### Exercise details:
According to the market report, how much long-term liquidity does the People's Bank of China's reserve requirement cut release?
** Start of Reading text **
In early morning trade, the CSI300 index was up 0.7% at 4,927.23 points, while the Shanghai Composite Index gained 0.4% to 3,603.32 points.

The Hang Seng index added 1.1% to 23,616.30 points. The Hong Kong China Enterprises Index gained 1.4% to 8,387.11.

Risk appetite got a lift after the People's Bank of China said on Monday that it would cut the amount of cash that banks must hold in reserve, its second such move this year, releasing 1.2 trillion yuan ($188 billion) in long-term liquidity to bolster slowing economic growth.

"The RRR cut is likely to boost investment sentiment and support valuation in the stock market," said Chaoping Zhu, Global Market Strategist, J.P. Morgan Asset Management.

"However, investors should also bear in mind that the long-term reform goals, such as common prosperity, deleveraging and decarbonization, remain on the table and may continue to weigh on the investment landscape in China," Zhu said.

On property policies, a Politburo meeting memo on Monday dropped their previous stance of "housing is for living, not for speculation," and said it would support the private housing market to better meet reasonable needs.

Nomura analysts said investors should avoid over-interpreting the memo, but added that it could be a positive piece of news as it might correct many of these market-distorting curbs.

Shares of China Evergrande Group rose more than 7% in early trading on Tuesday as the embattled developer moves closer toward a restructuring that has loomed for months over global markets and the world's second-largest economy.

The market is watching if the real-estate giant, which is grappling with over $300 billion in liabilities and is at risk of becoming China's biggest ever default, has paid $82.5 million coupons with a 30-day grace period coming to an end.

A formal default it would trigger a wave of cross defaults that would ripple through the property sector and beyond.

In mainland markets, the real-estate developers surged 2.6% while tourism stocks added 2.2%.

In Hong Kong, tech giants rebounded 2%, tracking gains in Wall Street, after the sector tumbled on ride-hailing giant Didi's delisting from New York.

E-commerce giant Alibaba Group bounced back from its record low and surged more than 8%, while Tencent Holdings and Meituan added 1.5% and 2.6%, respectively.
** End of Reading text **
** Start of Source excerpt **
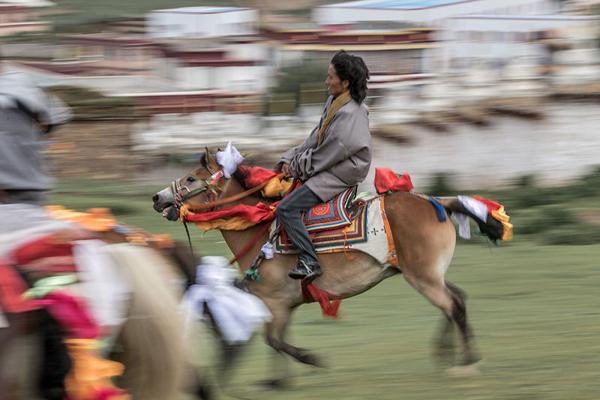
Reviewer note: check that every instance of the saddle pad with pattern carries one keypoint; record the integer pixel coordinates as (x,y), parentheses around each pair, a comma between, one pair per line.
** End of Source excerpt **
### Exercise answer:
1.2 trillion yuan ($188 billion)